**TRY IT:**
Copy the stretch of the guide on AI.txt and LLMs.txt from "Beyond Robots.txt: Implementing" through "simply doesn’t work.", substituting "optional" for "voluntary".

Step-by-step help to master cookie compliance

Guides

Implementing Ai.txt And Llms.txt For Purpose Based Scraping Control

Beyond Robots.txt: Implementing AI.txt and LLMs.txt for Purpose-Based Scraping Control

Robots.txt is a voluntary, non-enforceable protocol designed in 1994 for polite search engine crawlers.

In 2026, many modern AI scrapers harvest data aggressively and use it for model training without honoring robots.txt. While reputable AI bots may honor robots.txt, most crawlers ignore it entirely, use residential IPs to bypass rate limits, or spoof their identity to act as normal web browsers.

Thus, robots.txt is no longer sufficient for AI scraping control because it simply doesn’t work.

Read about alternative solutions for AI scraping control and how to implement robots.txt alternatives (ai.txt and llms.txt) for purpose-based scraping control.

What Are AI.txt and LLMs.txt?

AI.txt and LLMs.txt are emerging attempts to standardize the rules for how AI systems can use (or cannot use) websites’ content.

Robots.txt was built for search engines. It tells crawlers what they can index.

But AI systems don’t just index— they train, summarize, remix, and generate new content. However, this was practically not regulated.

AI.txt and LLMs.txt (robots.txt alternatives) aim to set rules on how to use content:

  • AI.txt focuses on how content can be used (training, summarization, etc.).
  • LLMs.txt defines which AI systems (LLMs) can access your content.

 

It’s better to use AI.txt and LLMs.txt instead of robots.txt for these reasons:

  • Improved accuracy
    AI.txt and LLMs.txt reduce errors by giving AI direct access to cleaned content.
  • Better AI SEO
    Ensures that tools like ChatGPT or Perplexity, when answering user queries, extract from the most relevant and updated text-based sources on your site.
  • Content curation
    Allows website owners to guide AI crawlers on which information should be presented first.

AI.txt vs LLMs.txt: What’s the Difference?

llms.txt and ai.txt are both emerging, unofficial, text-based protocols designed to help AI systems understand and interact with websites, but they serve different purposes. Basically, AI.txt defines how content can be used, while LLMs.txt defines who can access your site.

Even if AI.txt vs LLMs.txt may sound interchangeable, they’re not.

 

LLMs.txt

llms.txt is a proposed standard— a plain text/Markdown file placed at a website's root (yoursite.com/llms.txt) that defines who can access your site.

LLMs.txt targets specific AI providers or models. It is designed to provide LLMs with a low-noise, summarized overview of key content and documentation.

Its purpose is to assist Large Language Models (LLMs) in finding, understanding, and accurately citing a website's key content.

Target audience: AI tools such as ChatGPT, Claude, and Gemini that answer user questions in real-time.

**SUPPLIED DATA:**
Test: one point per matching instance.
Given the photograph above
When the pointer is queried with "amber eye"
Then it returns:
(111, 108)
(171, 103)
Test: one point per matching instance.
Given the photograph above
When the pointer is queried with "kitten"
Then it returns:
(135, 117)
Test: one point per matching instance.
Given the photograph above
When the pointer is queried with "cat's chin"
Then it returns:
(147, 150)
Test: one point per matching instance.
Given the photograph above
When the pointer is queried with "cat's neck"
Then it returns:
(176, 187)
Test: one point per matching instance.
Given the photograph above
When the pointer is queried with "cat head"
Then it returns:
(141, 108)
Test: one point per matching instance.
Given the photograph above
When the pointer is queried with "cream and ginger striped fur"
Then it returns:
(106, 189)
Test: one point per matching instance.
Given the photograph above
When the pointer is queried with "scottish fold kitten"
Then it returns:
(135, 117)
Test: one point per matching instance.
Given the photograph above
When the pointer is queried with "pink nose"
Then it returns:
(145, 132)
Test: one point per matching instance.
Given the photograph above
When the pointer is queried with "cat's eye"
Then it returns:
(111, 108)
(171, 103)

**REPLY:**
Beyond Robots.txt: Implementing AI.txt and LLMs.txt for Purpose-Based Scraping Control

Robots.txt is a optional, non-enforceable protocol designed in 1994 for polite search engine crawlers.

In 2026, many modern AI scrapers harvest data aggressively and use it for model training without honoring robots.txt. While reputable AI bots may honor robots.txt, most crawlers ignore it entirely, use residential IPs to bypass rate limits, or spoof their identity to act as normal web browsers.

Thus, robots.txt is no longer sufficient for AI scraping control because it simply doesn’t work.